Stated problem: Copy out every one of the following entries word for word, changing nothing.

Data lines:
○ ○ ○ ○
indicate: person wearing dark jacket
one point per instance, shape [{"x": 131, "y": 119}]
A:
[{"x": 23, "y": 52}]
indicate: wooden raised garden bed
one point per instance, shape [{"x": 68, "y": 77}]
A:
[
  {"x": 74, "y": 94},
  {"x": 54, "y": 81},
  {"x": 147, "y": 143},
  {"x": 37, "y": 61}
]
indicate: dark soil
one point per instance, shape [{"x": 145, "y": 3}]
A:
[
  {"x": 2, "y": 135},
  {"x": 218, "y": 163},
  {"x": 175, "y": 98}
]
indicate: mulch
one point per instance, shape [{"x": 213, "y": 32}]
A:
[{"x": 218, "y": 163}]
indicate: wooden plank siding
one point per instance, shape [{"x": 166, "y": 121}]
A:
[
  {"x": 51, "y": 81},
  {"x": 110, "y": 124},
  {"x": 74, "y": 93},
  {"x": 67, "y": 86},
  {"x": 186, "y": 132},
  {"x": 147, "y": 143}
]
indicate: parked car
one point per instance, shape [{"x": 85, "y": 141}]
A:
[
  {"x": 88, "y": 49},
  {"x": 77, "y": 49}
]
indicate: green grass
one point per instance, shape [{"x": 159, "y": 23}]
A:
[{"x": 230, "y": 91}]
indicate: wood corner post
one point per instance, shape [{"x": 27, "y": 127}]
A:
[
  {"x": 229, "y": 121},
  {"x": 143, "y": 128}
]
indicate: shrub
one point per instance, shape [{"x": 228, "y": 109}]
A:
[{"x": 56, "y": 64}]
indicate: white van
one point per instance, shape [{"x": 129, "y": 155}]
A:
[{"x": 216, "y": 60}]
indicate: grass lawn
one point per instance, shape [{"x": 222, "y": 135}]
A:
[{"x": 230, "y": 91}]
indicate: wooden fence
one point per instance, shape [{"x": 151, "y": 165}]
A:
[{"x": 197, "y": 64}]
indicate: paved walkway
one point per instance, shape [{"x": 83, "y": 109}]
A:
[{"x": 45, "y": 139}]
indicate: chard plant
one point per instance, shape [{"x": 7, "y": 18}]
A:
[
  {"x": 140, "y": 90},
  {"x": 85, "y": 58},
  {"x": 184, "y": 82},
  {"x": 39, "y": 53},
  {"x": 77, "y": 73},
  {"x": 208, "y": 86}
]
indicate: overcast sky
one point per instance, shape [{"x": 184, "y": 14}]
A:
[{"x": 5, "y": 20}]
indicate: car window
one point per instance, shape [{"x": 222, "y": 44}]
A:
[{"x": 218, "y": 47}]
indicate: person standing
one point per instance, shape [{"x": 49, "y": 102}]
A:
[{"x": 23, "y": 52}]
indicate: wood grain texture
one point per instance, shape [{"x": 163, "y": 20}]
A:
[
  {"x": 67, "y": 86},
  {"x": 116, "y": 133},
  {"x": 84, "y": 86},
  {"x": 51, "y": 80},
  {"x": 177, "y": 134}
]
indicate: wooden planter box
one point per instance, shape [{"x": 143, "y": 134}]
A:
○ ○ ○ ○
In response:
indicate: person wearing dark jacket
one point per instance, shape [{"x": 131, "y": 119}]
A:
[{"x": 23, "y": 52}]
indicate: wooden raised garden bed
one point per instance, shape [{"x": 68, "y": 77}]
A:
[
  {"x": 74, "y": 94},
  {"x": 54, "y": 81},
  {"x": 147, "y": 143},
  {"x": 37, "y": 61}
]
indicate: dark soil
one point per instance, shape [{"x": 145, "y": 3}]
A:
[
  {"x": 2, "y": 135},
  {"x": 218, "y": 163},
  {"x": 175, "y": 98}
]
indicate: mulch
one point per instance, shape [{"x": 213, "y": 32}]
A:
[{"x": 218, "y": 163}]
indicate: wooden plank siding
one point per instance, shape [{"x": 166, "y": 121}]
A:
[
  {"x": 51, "y": 81},
  {"x": 110, "y": 124},
  {"x": 74, "y": 93},
  {"x": 67, "y": 86},
  {"x": 186, "y": 132},
  {"x": 147, "y": 143}
]
indicate: parked car
one point per instance, shape [{"x": 85, "y": 141}]
A:
[
  {"x": 88, "y": 49},
  {"x": 77, "y": 49}
]
indicate: green grass
one point per instance, shape [{"x": 159, "y": 23}]
A:
[{"x": 230, "y": 91}]
indicate: wood corner post
one point per instance, shape [{"x": 27, "y": 127}]
A:
[
  {"x": 229, "y": 121},
  {"x": 143, "y": 128}
]
indicate: shrub
one point per instance, shape [{"x": 228, "y": 109}]
A:
[{"x": 56, "y": 64}]
indicate: white van
one point per instance, shape [{"x": 129, "y": 155}]
A:
[{"x": 216, "y": 60}]
indicate: grass lawn
one point per instance, shape [{"x": 222, "y": 135}]
A:
[{"x": 230, "y": 91}]
indicate: wooden fence
one point per instance, shape [{"x": 151, "y": 165}]
A:
[{"x": 197, "y": 64}]
indicate: paved walkway
one point per instance, shape [{"x": 83, "y": 109}]
A:
[{"x": 45, "y": 139}]
indicate: chard plant
one point per instance, shape [{"x": 7, "y": 18}]
A:
[
  {"x": 140, "y": 90},
  {"x": 85, "y": 58},
  {"x": 184, "y": 82},
  {"x": 39, "y": 53},
  {"x": 77, "y": 73},
  {"x": 208, "y": 86}
]
indicate: overcast sky
one point per instance, shape [{"x": 184, "y": 14}]
A:
[{"x": 5, "y": 20}]
indicate: car window
one point per instance, shape [{"x": 222, "y": 44}]
A:
[{"x": 218, "y": 47}]
indicate: person standing
one point per instance, shape [{"x": 49, "y": 102}]
A:
[{"x": 23, "y": 52}]
indicate: wood grain texture
one point per instance, shape [{"x": 163, "y": 20}]
A:
[
  {"x": 67, "y": 86},
  {"x": 116, "y": 133},
  {"x": 84, "y": 86},
  {"x": 51, "y": 80},
  {"x": 177, "y": 134}
]
indicate: wooden planter box
one point per instance, shape [{"x": 143, "y": 134}]
A:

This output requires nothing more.